(Quoted passage):
## start

Another transformation of high synthetic utility is asymmetric epoxidation. A number of asymmetric epoxidations exist: the Sharpless epoxidation, the Jacobsen-Katsuki epoxidation, and the Juliá-Colonna epoxidation. These methods require specific functionality in order to achieve selectivity. The Sharpless epoxidation is specific to allylic alcohols, the Jacobsen epoxidation requires cis-disubstituted aryl alkenes, and the Juliá epoxidation requires α-β unsaturated ketones. Chiral oxaziridines act stereospecifically on many unfunctionalized alkenes. It has even possible to effect stereospecific epoxidation catalytically in the oxaziridine chiral unit. Further investigation into these reactions may be required before levels of enantiometic excess become practical for large scale synthesis. Lusinichi et al. have investigated asymmetric epoxidation with a chiral oxaziridinium salt using oxone as the stoichiometric oxidant seen below.

Hydroxylation of unactivated hydrocarbons
Perfluorinated oxaziridines are known to hydroxylate unactivated hydrocarbons with remarkable regio- and diastereospecificity. This is a highly coveted transformation, and similar reactivity and specificity is seldom rivaled, especially considering the nonmetallic nature of the oxidant. Perfluorinated oxaziridines show high selectivity toward tertiary hydrogens. Hydroxylation of primary carbons and dihydroxylation of a compound with two oxidizable sites have never been observed. Retention of stereochemistry is very high, often 95 to 98%. (Retention of stereochemistry may be further enhanced by the addition of a fluoride salt).

Nitrogen transfer
Oxaziridines with unsubstituted or acylated nitrogens are capable of nitrogen atom transfer, although this reactivity has received considerably less attention.

## end

(Entries provided):
## start

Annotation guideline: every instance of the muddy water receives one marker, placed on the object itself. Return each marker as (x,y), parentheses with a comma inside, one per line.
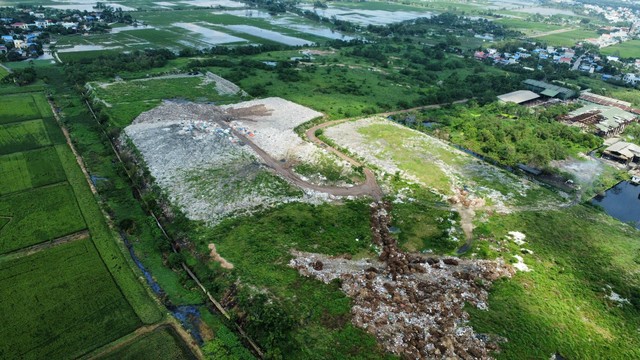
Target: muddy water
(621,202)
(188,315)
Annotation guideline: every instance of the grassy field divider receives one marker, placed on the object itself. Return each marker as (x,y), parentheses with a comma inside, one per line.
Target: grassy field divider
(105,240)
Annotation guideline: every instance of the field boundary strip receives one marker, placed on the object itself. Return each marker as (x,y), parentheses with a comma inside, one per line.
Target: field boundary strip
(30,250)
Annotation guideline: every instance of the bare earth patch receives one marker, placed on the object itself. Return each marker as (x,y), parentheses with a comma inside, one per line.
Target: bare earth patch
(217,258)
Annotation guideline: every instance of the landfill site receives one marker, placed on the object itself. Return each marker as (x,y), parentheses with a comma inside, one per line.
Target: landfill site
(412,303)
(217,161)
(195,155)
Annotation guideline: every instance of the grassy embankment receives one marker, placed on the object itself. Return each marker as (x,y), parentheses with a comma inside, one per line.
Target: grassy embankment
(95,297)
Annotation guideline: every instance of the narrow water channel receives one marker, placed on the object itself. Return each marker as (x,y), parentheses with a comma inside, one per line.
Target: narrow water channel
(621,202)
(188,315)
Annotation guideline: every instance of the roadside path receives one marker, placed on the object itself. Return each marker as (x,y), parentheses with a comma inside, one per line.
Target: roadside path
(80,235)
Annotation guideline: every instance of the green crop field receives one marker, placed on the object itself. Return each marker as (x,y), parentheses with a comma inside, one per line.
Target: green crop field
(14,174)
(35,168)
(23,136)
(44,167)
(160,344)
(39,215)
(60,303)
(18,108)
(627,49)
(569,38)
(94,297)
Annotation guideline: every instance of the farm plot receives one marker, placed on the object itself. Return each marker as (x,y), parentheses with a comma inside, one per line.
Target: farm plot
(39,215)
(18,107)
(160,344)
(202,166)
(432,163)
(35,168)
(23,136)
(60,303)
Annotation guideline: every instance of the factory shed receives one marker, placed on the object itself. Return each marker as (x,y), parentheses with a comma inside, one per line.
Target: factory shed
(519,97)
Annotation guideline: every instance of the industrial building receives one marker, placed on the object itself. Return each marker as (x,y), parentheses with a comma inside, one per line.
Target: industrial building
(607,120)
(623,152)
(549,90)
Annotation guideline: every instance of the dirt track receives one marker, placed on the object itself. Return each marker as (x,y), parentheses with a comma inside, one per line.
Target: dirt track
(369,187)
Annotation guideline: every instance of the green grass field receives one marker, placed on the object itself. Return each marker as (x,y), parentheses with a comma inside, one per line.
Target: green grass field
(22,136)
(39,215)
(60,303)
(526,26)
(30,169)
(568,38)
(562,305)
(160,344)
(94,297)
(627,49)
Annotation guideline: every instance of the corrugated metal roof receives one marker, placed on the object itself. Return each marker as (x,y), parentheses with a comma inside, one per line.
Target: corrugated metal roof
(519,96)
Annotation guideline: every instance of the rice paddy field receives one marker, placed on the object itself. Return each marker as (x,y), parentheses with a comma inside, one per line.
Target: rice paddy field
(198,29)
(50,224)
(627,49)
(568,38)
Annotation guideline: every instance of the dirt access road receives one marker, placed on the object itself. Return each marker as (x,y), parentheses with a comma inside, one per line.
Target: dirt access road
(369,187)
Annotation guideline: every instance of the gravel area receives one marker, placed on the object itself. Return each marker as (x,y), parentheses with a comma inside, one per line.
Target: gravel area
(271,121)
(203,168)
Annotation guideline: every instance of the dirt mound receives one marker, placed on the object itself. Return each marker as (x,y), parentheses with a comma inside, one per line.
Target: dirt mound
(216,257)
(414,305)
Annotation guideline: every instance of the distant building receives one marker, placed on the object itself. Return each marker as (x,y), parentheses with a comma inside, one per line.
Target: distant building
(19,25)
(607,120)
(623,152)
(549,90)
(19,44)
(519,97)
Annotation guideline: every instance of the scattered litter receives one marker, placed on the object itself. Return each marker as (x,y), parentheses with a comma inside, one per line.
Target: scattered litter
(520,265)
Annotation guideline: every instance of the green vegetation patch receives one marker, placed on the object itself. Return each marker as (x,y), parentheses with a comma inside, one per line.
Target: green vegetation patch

## end

(Exercise set):
a - Answer these questions from the oxaziridine text, one line each:
(i) Which compounds is the Sharpless epoxidation specific to?
(ii) Toward which hydrogens do perfluorinated oxaziridines show high selectivity?
(iii) Which oxaziridines are capable of nitrogen atom transfer?
b - Copy out the oxaziridine text word for word, everything from "Hydroxylation of unactivated" down to "considerably less attention.".

(Answers to each task):
a -
(i) Allylic alcohols.
(ii) Tertiary hydrogens.
(iii) Oxaziridines with unsubstituted or acylated nitrogens.

b -
Hydroxylation of unactivated hydrocarbons
Perfluorinated oxaziridines are known to hydroxylate unactivated hydrocarbons with remarkable regio- and diastereospecificity. This is a highly coveted transformation, and similar reactivity and specificity is seldom rivaled, especially considering the nonmetallic nature of the oxidant. Perfluorinated oxaziridines show high selectivity toward tertiary hydrogens. Hydroxylation of primary carbons and dihydroxylation of a compound with two oxidizable sites have never been observed. Retention of stereochemistry is very high, often 95 to 98%. (Retention of stereochemistry may be further enhanced by the addition of a fluoride salt).

Nitrogen transfer
Oxaziridines with unsubstituted or acylated nitrogens are capable of nitrogen atom transfer, although this reactivity has received considerably less attention.